■ Task
Count the lines below that contain the word "stone", and state only that number.

########

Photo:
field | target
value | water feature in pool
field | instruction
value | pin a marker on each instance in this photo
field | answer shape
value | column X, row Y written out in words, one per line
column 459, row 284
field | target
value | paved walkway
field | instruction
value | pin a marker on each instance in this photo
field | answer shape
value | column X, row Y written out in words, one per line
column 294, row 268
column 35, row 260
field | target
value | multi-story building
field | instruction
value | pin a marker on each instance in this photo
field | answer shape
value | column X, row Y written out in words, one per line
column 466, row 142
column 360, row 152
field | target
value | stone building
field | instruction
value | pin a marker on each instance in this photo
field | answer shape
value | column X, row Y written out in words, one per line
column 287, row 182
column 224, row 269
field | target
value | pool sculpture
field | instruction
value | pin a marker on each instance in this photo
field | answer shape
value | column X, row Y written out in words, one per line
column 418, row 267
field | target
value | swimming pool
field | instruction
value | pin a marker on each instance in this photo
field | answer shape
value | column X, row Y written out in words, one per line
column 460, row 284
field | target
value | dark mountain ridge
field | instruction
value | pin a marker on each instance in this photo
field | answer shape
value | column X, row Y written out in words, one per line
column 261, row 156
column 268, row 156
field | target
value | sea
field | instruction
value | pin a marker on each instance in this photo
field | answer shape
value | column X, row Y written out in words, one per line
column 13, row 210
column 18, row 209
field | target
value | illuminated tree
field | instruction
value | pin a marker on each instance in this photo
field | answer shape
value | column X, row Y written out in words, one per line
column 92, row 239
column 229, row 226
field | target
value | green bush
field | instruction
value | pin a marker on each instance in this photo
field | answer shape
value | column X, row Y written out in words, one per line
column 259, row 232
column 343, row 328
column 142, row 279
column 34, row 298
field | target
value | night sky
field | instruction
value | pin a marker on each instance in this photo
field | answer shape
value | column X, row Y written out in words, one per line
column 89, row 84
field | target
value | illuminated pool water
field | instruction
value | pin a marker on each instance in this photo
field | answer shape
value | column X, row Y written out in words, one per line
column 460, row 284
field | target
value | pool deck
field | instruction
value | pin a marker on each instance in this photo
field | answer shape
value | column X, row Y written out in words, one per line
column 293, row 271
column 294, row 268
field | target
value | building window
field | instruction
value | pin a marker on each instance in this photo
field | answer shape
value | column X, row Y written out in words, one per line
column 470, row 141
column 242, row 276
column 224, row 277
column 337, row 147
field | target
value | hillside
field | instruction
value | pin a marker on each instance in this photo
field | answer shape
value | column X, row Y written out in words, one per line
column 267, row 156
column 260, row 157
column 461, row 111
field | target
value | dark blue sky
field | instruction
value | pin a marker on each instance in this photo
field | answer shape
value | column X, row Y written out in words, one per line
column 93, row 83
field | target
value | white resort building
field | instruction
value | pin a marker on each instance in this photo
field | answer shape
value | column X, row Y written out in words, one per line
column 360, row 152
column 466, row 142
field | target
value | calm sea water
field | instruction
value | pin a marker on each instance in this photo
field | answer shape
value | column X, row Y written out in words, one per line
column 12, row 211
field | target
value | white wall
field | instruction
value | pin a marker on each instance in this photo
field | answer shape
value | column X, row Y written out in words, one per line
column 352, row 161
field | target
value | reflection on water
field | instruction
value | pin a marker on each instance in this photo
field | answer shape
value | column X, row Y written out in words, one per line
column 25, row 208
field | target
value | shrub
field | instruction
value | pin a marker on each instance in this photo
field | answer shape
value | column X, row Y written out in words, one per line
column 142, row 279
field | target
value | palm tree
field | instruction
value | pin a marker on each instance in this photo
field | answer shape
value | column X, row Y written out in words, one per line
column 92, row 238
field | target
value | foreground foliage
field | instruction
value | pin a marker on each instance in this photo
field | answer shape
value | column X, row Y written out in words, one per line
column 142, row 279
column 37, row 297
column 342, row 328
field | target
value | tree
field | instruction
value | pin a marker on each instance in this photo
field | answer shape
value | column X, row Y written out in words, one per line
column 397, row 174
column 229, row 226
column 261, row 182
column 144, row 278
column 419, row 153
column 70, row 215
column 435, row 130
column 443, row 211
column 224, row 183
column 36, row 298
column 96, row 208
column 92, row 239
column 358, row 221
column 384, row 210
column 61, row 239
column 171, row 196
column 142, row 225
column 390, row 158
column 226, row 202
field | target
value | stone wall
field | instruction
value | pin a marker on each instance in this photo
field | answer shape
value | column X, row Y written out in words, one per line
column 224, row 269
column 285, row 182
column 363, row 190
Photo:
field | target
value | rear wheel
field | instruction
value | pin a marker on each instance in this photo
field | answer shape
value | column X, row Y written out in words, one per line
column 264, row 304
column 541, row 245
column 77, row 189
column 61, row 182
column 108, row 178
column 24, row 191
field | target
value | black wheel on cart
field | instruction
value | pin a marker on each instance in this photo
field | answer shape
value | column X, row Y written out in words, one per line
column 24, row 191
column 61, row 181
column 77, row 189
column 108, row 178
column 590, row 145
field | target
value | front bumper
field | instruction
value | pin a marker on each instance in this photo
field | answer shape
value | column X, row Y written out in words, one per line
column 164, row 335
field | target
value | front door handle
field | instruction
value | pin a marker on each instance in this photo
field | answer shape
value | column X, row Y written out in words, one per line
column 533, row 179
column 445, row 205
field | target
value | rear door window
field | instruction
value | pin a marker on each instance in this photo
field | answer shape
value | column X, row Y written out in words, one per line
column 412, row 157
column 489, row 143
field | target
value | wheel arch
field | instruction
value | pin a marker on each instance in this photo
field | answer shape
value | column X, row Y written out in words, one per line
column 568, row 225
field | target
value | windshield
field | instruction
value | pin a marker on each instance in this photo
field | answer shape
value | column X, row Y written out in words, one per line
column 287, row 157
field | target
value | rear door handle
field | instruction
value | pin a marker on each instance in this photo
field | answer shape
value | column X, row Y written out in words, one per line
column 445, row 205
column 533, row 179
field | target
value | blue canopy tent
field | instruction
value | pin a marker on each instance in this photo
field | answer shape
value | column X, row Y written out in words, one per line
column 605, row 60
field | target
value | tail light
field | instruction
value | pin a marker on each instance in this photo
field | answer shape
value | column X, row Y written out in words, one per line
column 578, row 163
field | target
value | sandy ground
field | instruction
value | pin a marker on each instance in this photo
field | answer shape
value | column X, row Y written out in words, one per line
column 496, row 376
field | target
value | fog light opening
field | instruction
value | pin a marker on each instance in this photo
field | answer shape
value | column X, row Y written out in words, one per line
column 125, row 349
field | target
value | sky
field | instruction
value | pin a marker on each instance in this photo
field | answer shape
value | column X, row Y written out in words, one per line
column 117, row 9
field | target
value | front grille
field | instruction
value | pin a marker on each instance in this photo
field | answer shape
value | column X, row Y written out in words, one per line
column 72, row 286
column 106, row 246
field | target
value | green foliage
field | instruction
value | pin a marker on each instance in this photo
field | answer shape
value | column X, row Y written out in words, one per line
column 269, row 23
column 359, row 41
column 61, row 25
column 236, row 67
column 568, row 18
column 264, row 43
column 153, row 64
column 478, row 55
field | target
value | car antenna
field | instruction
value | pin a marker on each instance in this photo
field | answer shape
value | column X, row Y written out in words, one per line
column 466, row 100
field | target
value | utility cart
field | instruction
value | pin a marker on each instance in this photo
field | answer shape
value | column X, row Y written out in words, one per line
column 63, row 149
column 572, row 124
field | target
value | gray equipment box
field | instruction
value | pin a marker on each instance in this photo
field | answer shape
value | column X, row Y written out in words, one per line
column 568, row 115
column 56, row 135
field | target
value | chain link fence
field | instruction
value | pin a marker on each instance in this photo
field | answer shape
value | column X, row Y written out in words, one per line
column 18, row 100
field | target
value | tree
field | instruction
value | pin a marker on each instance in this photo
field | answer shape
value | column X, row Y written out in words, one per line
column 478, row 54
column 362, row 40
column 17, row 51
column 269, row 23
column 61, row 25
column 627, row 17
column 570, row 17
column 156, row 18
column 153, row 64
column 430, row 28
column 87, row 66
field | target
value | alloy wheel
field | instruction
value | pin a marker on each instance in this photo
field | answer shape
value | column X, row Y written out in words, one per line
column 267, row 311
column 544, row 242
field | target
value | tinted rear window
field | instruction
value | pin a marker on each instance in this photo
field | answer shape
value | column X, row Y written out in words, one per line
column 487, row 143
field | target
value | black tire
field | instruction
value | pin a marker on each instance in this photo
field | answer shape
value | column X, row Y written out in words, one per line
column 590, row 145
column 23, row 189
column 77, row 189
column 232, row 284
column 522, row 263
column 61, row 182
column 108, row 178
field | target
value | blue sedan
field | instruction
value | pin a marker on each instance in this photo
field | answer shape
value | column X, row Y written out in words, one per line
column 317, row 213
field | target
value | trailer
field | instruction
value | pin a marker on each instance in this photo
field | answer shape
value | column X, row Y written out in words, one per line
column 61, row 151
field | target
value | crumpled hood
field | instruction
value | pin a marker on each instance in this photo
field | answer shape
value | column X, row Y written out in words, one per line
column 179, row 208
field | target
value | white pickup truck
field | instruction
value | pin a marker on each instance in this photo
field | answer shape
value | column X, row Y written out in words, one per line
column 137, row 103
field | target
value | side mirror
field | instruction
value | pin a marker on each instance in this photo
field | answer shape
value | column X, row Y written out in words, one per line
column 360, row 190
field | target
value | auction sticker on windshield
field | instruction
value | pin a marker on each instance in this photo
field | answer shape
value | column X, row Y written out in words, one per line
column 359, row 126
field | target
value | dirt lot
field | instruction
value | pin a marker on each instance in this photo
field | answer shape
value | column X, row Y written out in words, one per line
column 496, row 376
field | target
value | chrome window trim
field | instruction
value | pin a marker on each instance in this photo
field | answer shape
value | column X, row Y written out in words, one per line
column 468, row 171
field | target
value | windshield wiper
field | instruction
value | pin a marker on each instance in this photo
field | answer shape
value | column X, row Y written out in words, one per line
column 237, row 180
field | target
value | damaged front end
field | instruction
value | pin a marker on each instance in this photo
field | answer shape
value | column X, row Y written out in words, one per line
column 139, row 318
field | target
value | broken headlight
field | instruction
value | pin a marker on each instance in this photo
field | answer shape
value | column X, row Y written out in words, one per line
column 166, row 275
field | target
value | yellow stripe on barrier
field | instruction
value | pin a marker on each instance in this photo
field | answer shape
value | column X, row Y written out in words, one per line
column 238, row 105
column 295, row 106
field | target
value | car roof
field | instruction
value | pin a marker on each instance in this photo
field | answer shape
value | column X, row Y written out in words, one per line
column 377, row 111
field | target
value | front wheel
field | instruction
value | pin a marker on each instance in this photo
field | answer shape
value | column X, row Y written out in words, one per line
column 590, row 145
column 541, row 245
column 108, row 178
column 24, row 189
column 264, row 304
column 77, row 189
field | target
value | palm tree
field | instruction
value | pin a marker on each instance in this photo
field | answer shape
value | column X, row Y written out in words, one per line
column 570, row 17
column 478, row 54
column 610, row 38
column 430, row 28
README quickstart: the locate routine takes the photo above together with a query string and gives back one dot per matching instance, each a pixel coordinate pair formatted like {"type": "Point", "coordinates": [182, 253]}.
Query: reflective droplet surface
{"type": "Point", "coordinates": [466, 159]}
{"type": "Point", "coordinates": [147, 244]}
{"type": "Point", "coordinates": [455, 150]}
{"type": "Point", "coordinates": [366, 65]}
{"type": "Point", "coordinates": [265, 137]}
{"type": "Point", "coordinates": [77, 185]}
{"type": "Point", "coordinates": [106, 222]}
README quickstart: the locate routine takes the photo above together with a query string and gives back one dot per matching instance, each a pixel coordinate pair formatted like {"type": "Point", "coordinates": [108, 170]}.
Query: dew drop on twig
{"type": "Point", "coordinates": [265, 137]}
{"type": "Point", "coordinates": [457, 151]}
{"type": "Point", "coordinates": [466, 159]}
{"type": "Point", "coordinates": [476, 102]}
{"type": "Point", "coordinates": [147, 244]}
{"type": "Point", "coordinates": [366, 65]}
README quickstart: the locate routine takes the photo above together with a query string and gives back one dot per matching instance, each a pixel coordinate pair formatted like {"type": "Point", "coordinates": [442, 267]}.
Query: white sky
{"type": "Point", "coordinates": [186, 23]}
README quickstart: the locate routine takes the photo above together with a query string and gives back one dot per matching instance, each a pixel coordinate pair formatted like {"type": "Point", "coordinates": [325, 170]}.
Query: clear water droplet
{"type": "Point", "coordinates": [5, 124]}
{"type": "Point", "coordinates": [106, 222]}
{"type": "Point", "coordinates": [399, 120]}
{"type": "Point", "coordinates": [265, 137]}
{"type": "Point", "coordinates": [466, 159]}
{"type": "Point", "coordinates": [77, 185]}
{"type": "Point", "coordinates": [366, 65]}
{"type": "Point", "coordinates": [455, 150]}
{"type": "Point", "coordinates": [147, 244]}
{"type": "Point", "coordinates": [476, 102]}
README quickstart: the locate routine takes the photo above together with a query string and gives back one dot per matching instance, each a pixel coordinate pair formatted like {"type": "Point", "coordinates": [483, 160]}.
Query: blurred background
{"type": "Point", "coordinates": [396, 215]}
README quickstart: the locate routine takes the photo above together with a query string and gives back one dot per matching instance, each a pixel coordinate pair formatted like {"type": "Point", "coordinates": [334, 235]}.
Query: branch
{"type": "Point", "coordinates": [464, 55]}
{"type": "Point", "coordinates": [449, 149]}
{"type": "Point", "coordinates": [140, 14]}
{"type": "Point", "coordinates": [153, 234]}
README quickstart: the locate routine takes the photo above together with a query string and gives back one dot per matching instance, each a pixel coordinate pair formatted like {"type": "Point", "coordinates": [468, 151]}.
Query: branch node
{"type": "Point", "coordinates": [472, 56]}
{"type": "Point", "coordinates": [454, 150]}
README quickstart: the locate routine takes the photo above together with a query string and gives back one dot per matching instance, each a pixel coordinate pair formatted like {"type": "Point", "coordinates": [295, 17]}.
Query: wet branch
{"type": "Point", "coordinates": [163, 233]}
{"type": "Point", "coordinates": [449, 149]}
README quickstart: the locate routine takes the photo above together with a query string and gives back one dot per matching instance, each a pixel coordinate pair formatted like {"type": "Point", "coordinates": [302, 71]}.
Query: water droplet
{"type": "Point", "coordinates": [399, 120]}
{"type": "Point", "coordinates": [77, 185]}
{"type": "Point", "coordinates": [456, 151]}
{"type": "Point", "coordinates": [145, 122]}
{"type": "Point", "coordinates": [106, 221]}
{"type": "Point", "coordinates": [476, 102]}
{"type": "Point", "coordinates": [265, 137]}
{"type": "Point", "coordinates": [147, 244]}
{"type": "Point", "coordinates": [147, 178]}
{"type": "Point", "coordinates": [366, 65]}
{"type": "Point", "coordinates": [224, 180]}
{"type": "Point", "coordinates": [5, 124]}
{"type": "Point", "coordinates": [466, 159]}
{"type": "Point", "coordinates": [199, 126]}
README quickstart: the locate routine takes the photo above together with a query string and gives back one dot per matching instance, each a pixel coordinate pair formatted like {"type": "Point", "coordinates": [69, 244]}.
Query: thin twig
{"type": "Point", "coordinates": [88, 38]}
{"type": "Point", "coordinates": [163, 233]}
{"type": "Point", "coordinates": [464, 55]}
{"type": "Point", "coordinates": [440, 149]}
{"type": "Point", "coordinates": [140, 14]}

########

■ Output for this task
2